## Aufgaben bearbeiten
**1)** Übersetze den folgenden Satz aus der Rezension zu „Tekken“ ins Englische: „Da hab ich keinen Grund zur Klage, das sieht auch auf dem großen Flatscreen richtig gut aus.“
**2)** Gib aus der Rezension zu „Tekken“ den Abschnitt wortgetreu wieder, der mit „Tonqualität: Deutscher und“ beginnt und bis einschließlich „und Cast, Trailer.“ reicht.
**3)** Warum haben Spieleverfilmungen laut der Rezension zu „Tekken“ einen schweren Stand? Antworte in ein bis drei Sätzen.

Bildqualität: Die DVD von Splendid bringt den Film in schönem anamorphen 2.35:1-Widescreen. Da hab ich keinen Grund zur Klage, das sieht auch auf dem großen Flatscreen richtig gut aus.

Tonqualität: Deutscher und englischer Ton in Dolby Digital 5.1, Untertitel gibt’s auf Deutsch und Holländisch. Die Originaltonspur ist sehr gut verständlich, gut abgemischt und hat auch ordentlich Druck auf der Bassspur…

Extras: Interviews mit Crew und Cast, Trailer.

Fazit: Spieleverfilmungen haben immer einen schweren Stand – die Fans der zugrundeliegenden Franchises zerreissen gerne alles in der Luft, was nicht hundertprozentig so wie im Spiel aussieht, ohne zu berücksichtigen, dass Film und Videogame halt doch unterschiedliche Paar Stiefel sind und das, was auf der Konsole funktioniert, im Film noch lang keine gute Idee sein muss. Sicher kann „Tekken“ nicht mit „Mortal Kombat“, der singulär einzigen beat-em-up-Verfilmung, die sowohl als Adaption des Spiels als auch als Haudrauf-Actionfilm funktioniert, mithalten, aber für solide Unterhaltung ist gesorgt – die Anleihen bei „Rollerball“ machen aus dem Streifen aber noch lang nicht zur, hihi, gesellschaftskritischen SF-Satire (wo „Rollerballs“ Finale, wenn James Caan den Ball zum, wie ich’s irgendwo gelesen und für gut befunden habe, „symbolischen 1:0 für die Menschheit“ einlocht, ein großer ikonographischer Moment ist, ist das Finale von „Tekken“ emotional völlig flach), aber das ist auch nicht das, wofür die Produzenten McElroy und Little bezahlt haben – die wollten einen zünftigen Actionreißer, und als solcher ist „Tekken“ zumindest solider Durchschnitt.

## Einträge
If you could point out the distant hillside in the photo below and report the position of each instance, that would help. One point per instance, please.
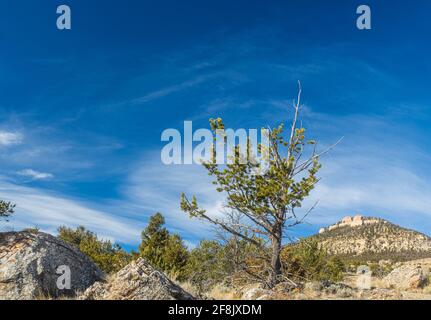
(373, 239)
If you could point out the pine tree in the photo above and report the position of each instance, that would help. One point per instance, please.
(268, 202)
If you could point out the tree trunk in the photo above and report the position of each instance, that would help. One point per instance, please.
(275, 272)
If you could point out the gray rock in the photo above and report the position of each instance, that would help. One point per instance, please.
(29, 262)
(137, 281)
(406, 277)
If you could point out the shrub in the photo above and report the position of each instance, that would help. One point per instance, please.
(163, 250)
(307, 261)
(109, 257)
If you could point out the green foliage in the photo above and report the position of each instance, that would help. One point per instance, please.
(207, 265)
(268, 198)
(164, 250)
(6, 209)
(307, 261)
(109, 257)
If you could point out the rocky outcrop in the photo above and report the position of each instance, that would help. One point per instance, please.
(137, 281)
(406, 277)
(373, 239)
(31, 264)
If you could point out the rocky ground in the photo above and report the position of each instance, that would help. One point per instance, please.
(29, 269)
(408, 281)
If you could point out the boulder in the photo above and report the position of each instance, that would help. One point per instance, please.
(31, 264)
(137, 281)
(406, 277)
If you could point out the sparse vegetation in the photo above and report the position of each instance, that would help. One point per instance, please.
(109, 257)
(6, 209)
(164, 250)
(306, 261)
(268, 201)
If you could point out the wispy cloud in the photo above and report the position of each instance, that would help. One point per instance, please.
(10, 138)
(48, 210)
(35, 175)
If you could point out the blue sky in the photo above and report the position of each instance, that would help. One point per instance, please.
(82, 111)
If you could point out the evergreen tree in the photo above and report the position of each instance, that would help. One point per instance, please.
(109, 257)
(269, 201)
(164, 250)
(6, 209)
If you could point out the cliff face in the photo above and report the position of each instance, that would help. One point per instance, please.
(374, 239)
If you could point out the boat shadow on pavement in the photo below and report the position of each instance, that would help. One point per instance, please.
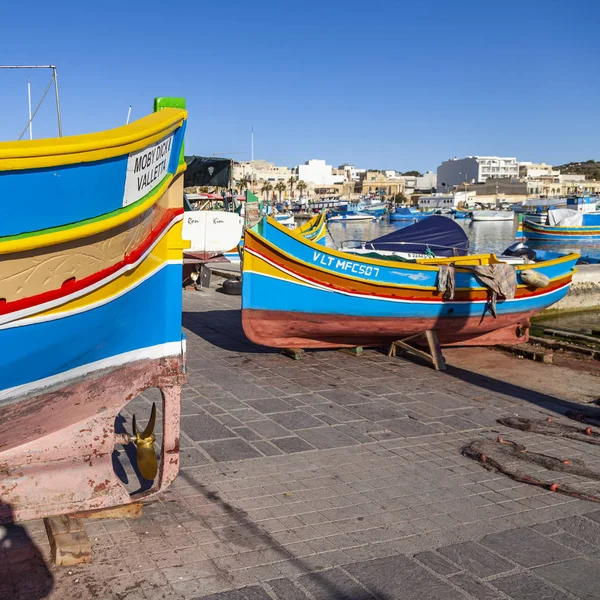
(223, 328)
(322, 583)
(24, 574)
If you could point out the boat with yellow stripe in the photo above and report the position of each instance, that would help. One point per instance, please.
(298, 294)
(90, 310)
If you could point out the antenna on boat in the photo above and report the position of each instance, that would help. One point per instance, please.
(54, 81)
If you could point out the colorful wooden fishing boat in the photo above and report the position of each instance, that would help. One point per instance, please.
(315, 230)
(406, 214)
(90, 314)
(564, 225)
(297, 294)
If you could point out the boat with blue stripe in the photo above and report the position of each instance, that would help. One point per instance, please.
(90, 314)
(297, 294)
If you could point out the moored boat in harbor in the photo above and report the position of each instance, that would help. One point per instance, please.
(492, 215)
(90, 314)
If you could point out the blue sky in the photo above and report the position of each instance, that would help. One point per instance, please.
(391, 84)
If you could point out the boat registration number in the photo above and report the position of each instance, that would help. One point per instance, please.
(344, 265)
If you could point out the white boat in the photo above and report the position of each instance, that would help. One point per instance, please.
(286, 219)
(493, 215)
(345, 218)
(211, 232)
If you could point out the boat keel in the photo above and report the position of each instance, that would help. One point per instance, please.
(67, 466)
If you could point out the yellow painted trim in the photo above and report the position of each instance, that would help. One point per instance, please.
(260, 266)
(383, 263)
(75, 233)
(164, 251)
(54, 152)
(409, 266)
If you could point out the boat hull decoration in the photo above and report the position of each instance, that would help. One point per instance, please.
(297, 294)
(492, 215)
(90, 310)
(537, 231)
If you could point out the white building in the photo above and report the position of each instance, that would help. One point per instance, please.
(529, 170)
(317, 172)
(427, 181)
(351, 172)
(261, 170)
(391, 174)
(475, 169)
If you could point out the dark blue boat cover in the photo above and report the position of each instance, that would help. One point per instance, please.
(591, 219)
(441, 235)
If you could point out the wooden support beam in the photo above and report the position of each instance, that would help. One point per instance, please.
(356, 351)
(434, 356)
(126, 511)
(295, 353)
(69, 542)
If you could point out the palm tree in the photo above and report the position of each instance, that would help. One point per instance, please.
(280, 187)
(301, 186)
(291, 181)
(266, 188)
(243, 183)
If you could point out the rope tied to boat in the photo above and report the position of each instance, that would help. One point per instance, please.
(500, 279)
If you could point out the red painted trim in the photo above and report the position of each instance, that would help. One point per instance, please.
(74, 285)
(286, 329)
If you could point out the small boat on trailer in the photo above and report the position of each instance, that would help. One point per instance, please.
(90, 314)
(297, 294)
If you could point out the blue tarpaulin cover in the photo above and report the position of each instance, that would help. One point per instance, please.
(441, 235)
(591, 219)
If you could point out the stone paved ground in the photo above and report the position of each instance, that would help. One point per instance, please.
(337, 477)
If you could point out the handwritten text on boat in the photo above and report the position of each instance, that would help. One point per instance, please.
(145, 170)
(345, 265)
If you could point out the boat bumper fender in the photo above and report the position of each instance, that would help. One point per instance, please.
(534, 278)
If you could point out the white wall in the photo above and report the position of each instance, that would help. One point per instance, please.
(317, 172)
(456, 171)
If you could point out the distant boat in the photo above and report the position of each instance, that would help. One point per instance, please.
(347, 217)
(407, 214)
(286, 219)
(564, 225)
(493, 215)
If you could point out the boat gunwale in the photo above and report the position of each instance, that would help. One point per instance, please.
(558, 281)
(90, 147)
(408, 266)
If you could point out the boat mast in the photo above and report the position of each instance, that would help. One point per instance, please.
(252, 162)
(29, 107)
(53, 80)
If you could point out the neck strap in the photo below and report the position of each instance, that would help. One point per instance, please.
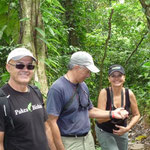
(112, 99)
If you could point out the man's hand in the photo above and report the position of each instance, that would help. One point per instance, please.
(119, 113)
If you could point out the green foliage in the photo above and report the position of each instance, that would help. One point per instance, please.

## Bearbeitete Aufgaben
**1)** I have no reason to complain there; it looks really good even on the big flat screen.

**2)**
Tonqualität: Deutscher und englischer Ton in Dolby Digital 5.1, Untertitel gibt’s auf Deutsch und Holländisch. Die Originaltonspur ist sehr gut verständlich, gut abgemischt und hat auch ordentlich Druck auf der Bassspur…

Extras: Interviews mit Crew und Cast, Trailer.

**3)** Die Fans der zugrundeliegenden Franchises zerreißen gern alles, was nicht hundertprozentig wie im Spiel aussieht. Dabei berücksichtigen sie nicht, dass Film und Videospiel unterschiedliche Dinge sind und dass etwas, das auf der Konsole funktioniert, im Film noch lange keine gute Idee sein muss.